▸ **Exercise inputs**
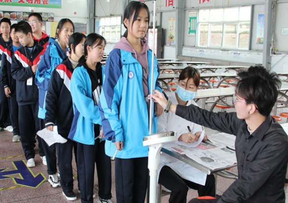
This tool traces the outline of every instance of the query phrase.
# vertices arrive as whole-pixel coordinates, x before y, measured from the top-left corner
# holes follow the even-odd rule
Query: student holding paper
[[[77,165],[82,203],[93,203],[94,170],[97,167],[99,185],[98,202],[113,203],[111,199],[111,166],[105,154],[105,141],[101,130],[98,102],[104,66],[101,61],[106,40],[92,33],[84,42],[84,55],[71,77],[70,90],[74,116],[68,138],[77,142]],[[99,138],[100,137],[100,138]]]
[[[197,106],[193,99],[199,83],[199,71],[192,67],[187,67],[179,75],[176,91],[168,96],[169,100],[173,103]],[[171,111],[163,112],[158,118],[158,132],[176,131],[179,141],[192,143],[199,137],[202,130],[200,125],[187,121]],[[206,135],[204,139],[207,140]],[[186,203],[189,187],[197,190],[199,196],[215,196],[213,175],[207,175],[164,153],[160,155],[160,169],[159,183],[171,191],[169,203]]]
[[[46,97],[45,127],[52,131],[53,126],[57,126],[58,133],[66,139],[68,139],[74,117],[70,79],[79,59],[84,53],[85,37],[84,34],[79,33],[74,33],[70,36],[68,41],[70,56],[65,58],[52,72]],[[68,200],[75,200],[76,197],[73,192],[72,152],[74,147],[77,163],[77,143],[68,139],[66,142],[57,143],[56,146],[63,194]]]
[[[198,197],[190,203],[285,202],[288,137],[270,115],[281,81],[276,73],[260,66],[241,70],[238,75],[232,98],[235,112],[214,113],[193,105],[171,104],[157,90],[152,95],[155,102],[183,118],[236,136],[238,179],[221,198]]]

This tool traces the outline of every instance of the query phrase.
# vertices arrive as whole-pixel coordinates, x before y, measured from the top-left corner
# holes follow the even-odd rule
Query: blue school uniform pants
[[[144,203],[147,189],[148,158],[115,159],[117,203]]]
[[[188,187],[197,190],[200,197],[215,196],[215,178],[213,175],[207,175],[205,185],[201,185],[182,178],[170,167],[164,166],[160,171],[159,182],[171,191],[169,203],[186,203]]]
[[[82,203],[93,203],[95,162],[97,169],[99,197],[112,198],[111,159],[105,154],[105,141],[95,140],[94,145],[77,143],[77,166]]]
[[[68,134],[67,134],[65,136],[63,134],[61,134],[61,135],[67,137]],[[69,192],[73,189],[73,169],[72,168],[72,151],[74,148],[74,154],[77,165],[77,142],[70,139],[67,139],[67,142],[64,143],[57,143],[56,145],[58,154],[58,167],[61,178],[61,187],[64,191]],[[78,189],[80,190],[78,172],[77,170]]]
[[[0,85],[0,127],[6,128],[11,126],[8,100],[4,88]]]
[[[39,131],[40,122],[38,118],[38,102],[19,105],[18,108],[21,144],[27,160],[35,157],[35,136],[36,133]]]
[[[45,123],[44,120],[39,119],[39,128],[41,130],[45,128]],[[39,136],[37,136],[39,145],[41,145],[42,149],[39,150],[41,152],[41,155],[45,154],[46,156],[46,161],[47,162],[47,172],[48,175],[53,175],[57,172],[57,158],[56,157],[56,144],[53,144],[51,146],[46,143],[44,140]],[[41,156],[41,155],[40,155]]]
[[[19,124],[18,122],[18,103],[16,100],[16,94],[7,98],[10,112],[10,119],[13,127],[13,135],[20,135]]]

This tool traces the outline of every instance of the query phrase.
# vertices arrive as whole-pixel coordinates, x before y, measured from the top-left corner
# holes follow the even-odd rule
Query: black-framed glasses
[[[235,102],[242,102],[242,103],[246,103],[246,102],[245,101],[241,101],[241,100],[236,100],[236,95],[234,94],[232,96],[232,104],[233,105],[235,105]]]

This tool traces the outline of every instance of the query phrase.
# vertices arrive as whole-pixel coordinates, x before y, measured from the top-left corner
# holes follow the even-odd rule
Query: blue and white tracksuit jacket
[[[36,84],[39,88],[38,117],[42,119],[45,118],[46,112],[45,99],[51,74],[66,57],[55,38],[50,37],[49,44],[49,47],[46,50],[37,68],[35,80]]]
[[[102,75],[104,66],[101,66]],[[84,144],[95,143],[94,124],[101,125],[99,108],[92,97],[92,83],[86,68],[77,67],[70,82],[74,119],[68,138]]]
[[[150,66],[152,56],[152,52],[149,50],[147,57]],[[162,92],[157,82],[159,67],[156,57],[154,68],[149,67],[149,92],[152,74],[153,88]],[[112,157],[116,150],[113,142],[119,141],[123,141],[123,150],[117,153],[117,158],[148,156],[148,147],[143,145],[143,138],[149,135],[149,109],[144,99],[142,76],[142,66],[131,53],[117,48],[110,52],[105,64],[99,103],[106,139],[105,153],[109,156]],[[154,116],[153,134],[157,132],[157,118]]]

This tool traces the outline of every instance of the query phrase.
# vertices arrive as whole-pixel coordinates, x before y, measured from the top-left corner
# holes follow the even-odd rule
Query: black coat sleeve
[[[56,70],[53,70],[45,100],[46,110],[44,119],[45,127],[55,125],[57,105],[60,92],[64,85],[63,83],[64,80],[61,78]]]
[[[235,112],[215,113],[192,104],[188,106],[177,105],[176,114],[197,124],[235,135],[243,122],[237,118]]]

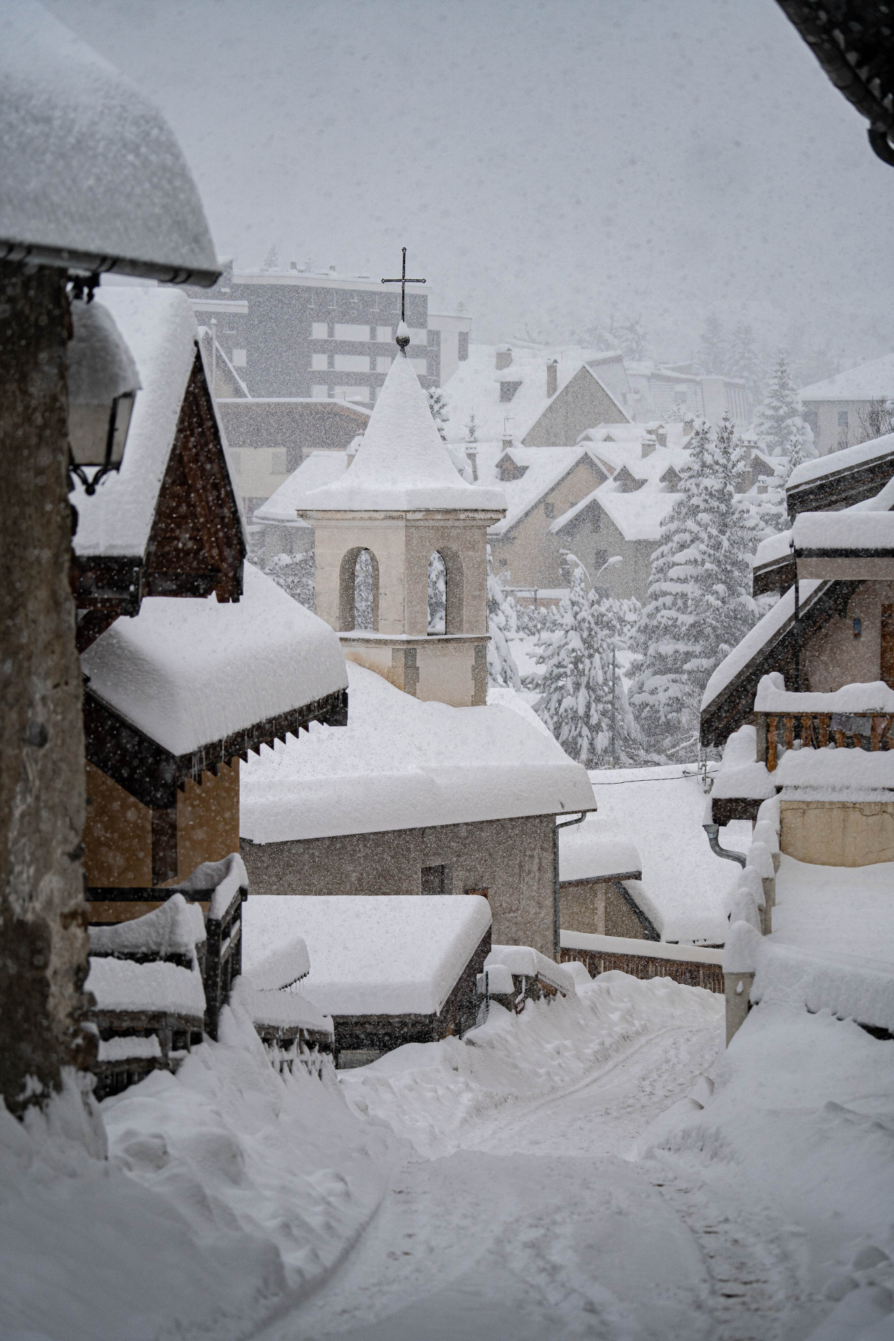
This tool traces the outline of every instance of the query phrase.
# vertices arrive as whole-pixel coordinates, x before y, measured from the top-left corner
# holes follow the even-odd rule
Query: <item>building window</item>
[[[452,894],[453,869],[450,866],[422,866],[424,894]]]

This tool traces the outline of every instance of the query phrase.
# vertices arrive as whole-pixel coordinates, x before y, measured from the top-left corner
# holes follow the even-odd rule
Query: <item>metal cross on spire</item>
[[[399,284],[401,286],[401,323],[406,322],[406,286],[407,284],[424,284],[424,279],[407,279],[406,275],[406,247],[401,248],[403,253],[403,261],[401,264],[401,278],[399,279],[383,279],[383,284]],[[406,357],[406,346],[410,343],[410,337],[403,335],[401,331],[397,334],[397,343],[401,347],[401,353]]]

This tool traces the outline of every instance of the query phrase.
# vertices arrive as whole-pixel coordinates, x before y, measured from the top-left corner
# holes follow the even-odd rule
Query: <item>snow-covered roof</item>
[[[434,426],[409,359],[398,355],[385,378],[350,469],[311,491],[308,511],[503,511],[500,488],[468,484]]]
[[[807,578],[800,582],[800,605],[802,611],[808,599],[823,586],[824,583],[819,578]],[[745,637],[739,642],[729,656],[724,657],[720,662],[710,680],[705,685],[705,692],[701,699],[701,711],[705,712],[706,708],[718,699],[724,689],[729,688],[736,676],[745,669],[749,661],[757,656],[757,653],[767,646],[768,642],[776,637],[777,633],[785,626],[785,624],[793,618],[795,614],[795,589],[789,587],[780,599],[776,602],[767,614],[757,621],[753,629],[749,629]]]
[[[302,994],[327,1015],[434,1015],[491,927],[477,894],[249,894],[243,963],[300,936]]]
[[[252,842],[591,810],[586,771],[511,708],[421,703],[348,662],[347,727],[263,748],[243,766]],[[312,959],[312,952],[311,952]]]
[[[634,843],[594,815],[559,830],[559,880],[598,880],[642,870]]]
[[[239,603],[146,597],[83,653],[90,689],[174,755],[343,689],[338,634],[251,563],[244,581]]]
[[[71,500],[78,508],[78,530],[72,543],[75,554],[142,558],[196,361],[196,315],[176,288],[102,287],[94,303],[114,316],[142,389],[134,401],[121,469],[106,475],[92,496],[75,484]]]
[[[886,401],[894,397],[894,354],[848,367],[799,392],[802,401]]]
[[[894,550],[894,512],[866,508],[799,512],[792,536],[797,554],[803,550]]]
[[[212,284],[196,184],[161,113],[35,0],[0,3],[0,256]]]
[[[831,693],[795,693],[779,670],[761,677],[755,712],[894,712],[894,689],[885,680],[846,684]]]
[[[271,493],[263,507],[255,508],[255,522],[276,522],[280,526],[307,526],[298,516],[298,508],[310,506],[306,496],[311,489],[331,484],[347,469],[347,452],[311,452],[296,471]]]
[[[478,483],[474,488],[499,487],[507,508],[507,515],[488,527],[488,535],[505,535],[574,469],[578,461],[586,457],[594,460],[587,447],[515,447],[513,444],[509,456],[516,465],[524,467],[524,475],[519,480],[500,481],[497,463],[507,455],[503,443],[478,443],[477,453]]]
[[[858,443],[856,447],[844,447],[840,452],[830,452],[828,456],[818,456],[814,461],[803,461],[796,465],[788,476],[787,489],[793,489],[808,480],[820,480],[826,475],[838,475],[840,471],[865,465],[875,460],[877,456],[890,456],[894,452],[894,433],[883,437],[874,437],[870,443]]]
[[[483,443],[501,437],[507,418],[512,436],[521,440],[550,405],[547,363],[552,359],[558,365],[556,396],[564,390],[582,366],[592,362],[595,365],[590,369],[592,375],[618,404],[621,412],[629,413],[622,398],[623,389],[613,369],[614,357],[600,367],[596,362],[600,355],[592,349],[576,345],[540,346],[513,342],[512,362],[497,374],[497,347],[496,345],[469,345],[468,359],[460,363],[444,388],[449,414],[445,432],[449,441],[461,443],[465,439],[472,414],[474,414],[477,434]],[[500,400],[500,381],[521,384],[511,401]]]

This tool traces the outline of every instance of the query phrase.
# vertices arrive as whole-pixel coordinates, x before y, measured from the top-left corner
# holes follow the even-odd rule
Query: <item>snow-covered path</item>
[[[354,1252],[263,1341],[769,1341],[764,1306],[779,1321],[791,1282],[767,1222],[733,1228],[678,1169],[630,1159],[717,1047],[716,1018],[657,1027],[558,1093],[472,1116],[458,1149],[394,1171]]]

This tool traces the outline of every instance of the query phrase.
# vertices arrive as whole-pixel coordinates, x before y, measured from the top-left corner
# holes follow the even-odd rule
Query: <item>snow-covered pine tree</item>
[[[793,437],[800,443],[802,460],[810,461],[816,456],[814,434],[804,422],[800,396],[784,353],[779,355],[767,397],[755,414],[755,433],[769,456],[788,456]]]
[[[570,555],[574,559],[574,555]],[[587,591],[578,562],[568,595],[559,603],[554,626],[537,640],[543,666],[536,711],[567,755],[587,768],[611,764],[613,692],[618,758],[637,758],[637,728],[619,669],[611,681],[611,648],[623,621],[622,602],[607,602]]]
[[[516,632],[515,601],[507,594],[503,578],[493,571],[488,544],[488,680],[509,689],[521,688],[521,677],[509,649],[508,634]]]
[[[705,322],[698,347],[698,361],[712,377],[726,375],[728,342],[724,323],[717,312],[712,312]]]
[[[429,409],[432,410],[432,418],[434,425],[441,434],[441,441],[446,443],[446,433],[444,432],[444,425],[449,422],[450,416],[446,412],[446,398],[440,386],[429,386],[426,396],[429,398]]]
[[[654,756],[696,748],[705,684],[756,617],[747,558],[755,532],[747,506],[736,498],[740,469],[741,447],[729,417],[717,439],[698,422],[631,638],[637,664],[630,704]]]

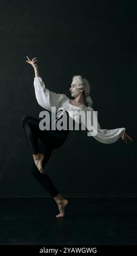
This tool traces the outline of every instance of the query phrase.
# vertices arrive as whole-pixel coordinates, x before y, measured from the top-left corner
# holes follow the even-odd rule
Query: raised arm
[[[51,111],[51,107],[56,107],[56,111],[60,107],[63,103],[67,100],[67,96],[66,94],[55,93],[50,91],[45,86],[44,82],[40,76],[38,68],[35,63],[37,60],[36,57],[31,60],[27,57],[27,62],[31,64],[35,71],[35,77],[34,78],[34,86],[36,98],[38,103],[44,108],[49,111]]]

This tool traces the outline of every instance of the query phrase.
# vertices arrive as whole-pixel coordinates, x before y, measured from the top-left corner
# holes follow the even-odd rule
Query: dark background
[[[0,2],[1,197],[47,197],[31,175],[32,157],[21,119],[38,117],[37,57],[52,92],[65,93],[73,75],[91,85],[102,129],[125,127],[134,139],[111,144],[71,131],[54,150],[47,172],[68,197],[136,197],[136,1],[4,1]]]

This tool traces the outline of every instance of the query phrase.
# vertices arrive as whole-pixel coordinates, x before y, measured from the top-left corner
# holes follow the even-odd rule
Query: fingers
[[[31,62],[30,59],[29,58],[29,57],[28,56],[26,56],[27,59],[28,59],[28,60],[29,60],[29,62]]]
[[[32,62],[35,59],[36,59],[36,58],[37,58],[37,57],[35,57],[35,58],[34,58],[32,59],[31,62]]]
[[[32,63],[35,63],[35,62],[38,62],[38,59],[35,59],[35,60],[34,60]]]

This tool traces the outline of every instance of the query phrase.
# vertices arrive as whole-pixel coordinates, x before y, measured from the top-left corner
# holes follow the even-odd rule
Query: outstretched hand
[[[32,59],[31,60],[30,59],[29,59],[29,58],[28,56],[27,56],[27,58],[28,59],[28,60],[26,60],[26,62],[28,62],[28,63],[29,63],[30,65],[31,65],[31,66],[33,67],[34,69],[38,68],[37,64],[35,63],[36,62],[38,62],[38,60],[36,59],[37,59],[36,57]]]
[[[131,137],[128,136],[125,131],[123,131],[121,132],[121,137],[122,137],[123,142],[125,142],[126,144],[127,144],[127,139],[129,139],[129,141],[130,141],[131,142],[133,142],[134,141],[133,139],[132,139]]]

▸ **Problem to solve**
Select and copy every line of the records that contains the string "snow", treating uppercase and lowercase letters as distinct.

▸ **Response to the exercise**
Query: <item>snow-covered roof</item>
Query: <item>snow-covered path</item>
Query: <item>snow-covered pine tree</item>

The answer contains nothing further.